_Document passage_:
---
The immediate neighbors of the Baniszewski family were a middle-aged couple named Raymond and Phyllis Vermillion. Both initially viewed Gertrude as an ideal caregiver for the Likens sisters and both had visited the Baniszewski residence on two occasions when the girls had been under Gertrude's care. On both occasions, the Vermillions witnessed Paula physically abusing Sylvia—who on both occasions had a black eye—and openly boasting about her mistreatment of the child to them. Upon their second visit to the Baniszewski household, both observed Sylvia to appear extremely meek and somewhat "zombified" in nature. Nonetheless, the Vermillions never reported Sylvia's evident mistreatment to the authorities.
On or about October 1, Dianna Shoemaker discovered that her sisters were temporarily residing at the Baniszewski residence. She visited the property in an attempt to initiate regular contact, although Gertrude Baniszewski refused Dianna entrance to her property, stating that she had "[received] permission" from their parents not to allow either girl to see her. She then ordered Dianna off her property. Approximately two weeks later, Dianna encountered Jenny by chance close to 3850 East New York Street and inquired as to Sylvia's welfare, to be brusquely informed: "I can't tell you or I'll get into trouble."
Due to the increase in the frequency and brutality of the torture and mistreatment she was enduring, Sylvia gradually became incontinent. She was denied any access to the bathroom, being forced to wet herself. As a form of punishment for her incontinence, on October 6, Gertrude simply threw Sylvia into the basement and tied her up. Here, Sylvia was often kept naked, rarely fed, and frequently deprived of water. Occasionally, she would be tied to the railing of the basement stairs in a torture rack fashion, with her feet scarcely touching the ground.
In the weeks prior to locking Sylvia in the family basement, Gertrude had increasingly made the habit of abusing and tormenting the child something of a pastime. She would occasionally falsely claim to the children in her household that either she herself or one of them had been the recipient of direct insults from Sylvia in the hope this would goad them into belittling or attacking her. On one occasion, Gertrude held a knife aloft and challenged Sylvia to "fight me back", to which Sylvia replied she did not know how to fight. In response, Gertrude inflicted a light scour wound to her leg. Physical and mental torment such as this was occasionally ceased by the Baniszewskis to watch their favorite TV shows. Neighborhood children were also occasionally charged five cents apiece to see the "display" of Sylvia's body and to humiliate, beat, scald, burn, and—ultimately—mutilate her. Throughout the period of Sylvia's captivity in the basement, Gertrude frequently—with the assistance of her children and/or their friends—restrained Sylvia before placing her in a bathtub filled with scalding water before proceeding to rub salt into her wounds. In order to muffle Sylvia's screams and pleas for mercy, her tormentors would regularly place a cloth gag in her mouth as they mistreated her.
On one occasion, Gertrude and her twelve-year-old son, John Jr., rubbed urine and feces from Getrude's one-year-old son's diaper into Sylvia's mouth before giving her a cup half filled with water and stating the water was all she would receive for the remainder of the day.
---
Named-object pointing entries
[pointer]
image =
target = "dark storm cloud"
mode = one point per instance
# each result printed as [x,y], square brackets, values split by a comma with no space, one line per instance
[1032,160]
---
_Problem A_: Condense the paragraph of the passage that begins "On or about October 1" into a short bulleted list that keeps its main facts.
_Problem B_: Update the pointing entries so that "dark storm cloud" becomes "gray rain cloud", with all else unchanged.
The passage and the entries were taken from unrelated sources.

_Complete response A_:
- Around October 1, Dianna Shoemaker learned that her sisters were temporarily living at the Baniszewski residence.
- She went there to start regular contact, but Gertrude Baniszewski refused to let her in. Gertrude claimed the girls' parents had given her permission to keep both girls from seeing Dianna, and she ordered Dianna off the property.
- About two weeks later, Dianna met Jenny by chance near 3850 East New York Street and asked how Sylvia was. Jenny curtly answered: "I can't tell you or I'll get into trouble."

_Complete response B_:
[pointer]
image =
target = "gray rain cloud"
mode = one point per instance
# each result printed as [x,y], square brackets, values split by a comma with no space, one line per instance
[1032,160]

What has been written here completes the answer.